(Stored data entries)

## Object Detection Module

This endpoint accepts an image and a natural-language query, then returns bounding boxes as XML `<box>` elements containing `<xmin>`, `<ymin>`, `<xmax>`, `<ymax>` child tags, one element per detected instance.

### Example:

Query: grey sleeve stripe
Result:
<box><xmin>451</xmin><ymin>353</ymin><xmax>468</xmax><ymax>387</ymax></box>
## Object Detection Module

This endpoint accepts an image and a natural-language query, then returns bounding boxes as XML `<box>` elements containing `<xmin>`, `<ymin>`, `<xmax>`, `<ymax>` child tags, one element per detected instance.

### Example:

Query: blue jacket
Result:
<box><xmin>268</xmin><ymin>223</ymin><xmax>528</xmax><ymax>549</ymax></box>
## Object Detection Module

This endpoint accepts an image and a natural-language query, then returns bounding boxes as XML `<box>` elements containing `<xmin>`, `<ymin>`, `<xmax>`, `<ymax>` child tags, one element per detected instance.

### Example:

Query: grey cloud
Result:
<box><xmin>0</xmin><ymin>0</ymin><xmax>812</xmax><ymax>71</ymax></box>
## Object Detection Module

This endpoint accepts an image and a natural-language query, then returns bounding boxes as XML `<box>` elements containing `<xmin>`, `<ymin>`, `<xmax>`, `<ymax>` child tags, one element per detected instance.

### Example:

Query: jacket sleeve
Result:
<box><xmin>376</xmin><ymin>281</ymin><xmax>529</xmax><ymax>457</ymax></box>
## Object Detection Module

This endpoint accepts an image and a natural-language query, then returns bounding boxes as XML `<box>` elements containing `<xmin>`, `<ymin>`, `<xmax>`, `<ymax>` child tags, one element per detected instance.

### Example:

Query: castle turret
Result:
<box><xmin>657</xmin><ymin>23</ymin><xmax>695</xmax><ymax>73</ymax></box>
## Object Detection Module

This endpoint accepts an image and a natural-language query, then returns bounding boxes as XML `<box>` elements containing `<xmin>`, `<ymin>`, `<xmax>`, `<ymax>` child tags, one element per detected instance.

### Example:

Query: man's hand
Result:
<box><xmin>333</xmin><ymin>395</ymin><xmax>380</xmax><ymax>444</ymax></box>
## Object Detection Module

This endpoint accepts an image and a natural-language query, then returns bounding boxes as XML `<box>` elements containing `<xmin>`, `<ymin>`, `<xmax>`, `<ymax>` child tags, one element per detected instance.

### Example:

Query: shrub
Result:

● What to do: Write the material out again in its entirety, exactly as shown.

● Expected answer:
## Object Detection Module

This endpoint accepts an image and a natural-language query, then returns bounding boxes as XML `<box>` elements containing `<xmin>`, `<ymin>`, `<xmax>`, `<ymax>` child tags, one element per detected instance.

### Example:

Query: grey sleeve stripe
Result:
<box><xmin>451</xmin><ymin>353</ymin><xmax>468</xmax><ymax>387</ymax></box>
## Object Detection Module

This endpoint accepts an image and a natural-language query, then returns bounding boxes as XML `<box>` elements containing `<xmin>`, `<ymin>`, `<xmax>`, `<ymax>` child tags, one element per detected instance.

### Example:

Query: blue jacket
Result:
<box><xmin>268</xmin><ymin>223</ymin><xmax>528</xmax><ymax>549</ymax></box>
## Object Detection Module

This endpoint accepts an image and a natural-language query, then returns bounding boxes as XML `<box>` elements containing `<xmin>`, `<ymin>`, `<xmax>`, `<ymax>` child tags, one element per detected instance.

### Example:

Query: grey cloud
Result:
<box><xmin>0</xmin><ymin>0</ymin><xmax>812</xmax><ymax>71</ymax></box>
## Object Detection Module

This endpoint accepts an image and a natural-language query, then returns bounding boxes as XML `<box>` elements containing `<xmin>`, `<ymin>`, `<xmax>`, `<ymax>` child tags, one element per detected instance.

### Example:

Query: jacket sleeve
Result:
<box><xmin>376</xmin><ymin>281</ymin><xmax>529</xmax><ymax>457</ymax></box>
## Object Detection Module

This endpoint accepts an image and a natural-language query, then returns bounding boxes as XML `<box>` elements containing `<xmin>`, `<ymin>`, `<xmax>`, `<ymax>` child tags, one element per detected instance.

### Example:

Query: castle turret
Result:
<box><xmin>657</xmin><ymin>23</ymin><xmax>695</xmax><ymax>73</ymax></box>
## Object Detection Module

This endpoint accepts an image and a natural-language query, then returns bounding boxes as XML `<box>` elements containing `<xmin>`, `<ymin>`, `<xmax>`, `<ymax>` child tags, one element per detected instance.

### Example:

Query: man's hand
Result:
<box><xmin>333</xmin><ymin>395</ymin><xmax>380</xmax><ymax>444</ymax></box>
## Object Detection Module

This endpoint accepts an image and a natural-language query, then returns bounding boxes as XML `<box>` elements containing `<xmin>`, `<ymin>`, `<xmax>`, `<ymax>` child tags, one element per detected instance.

### Example:

Query: shrub
Result:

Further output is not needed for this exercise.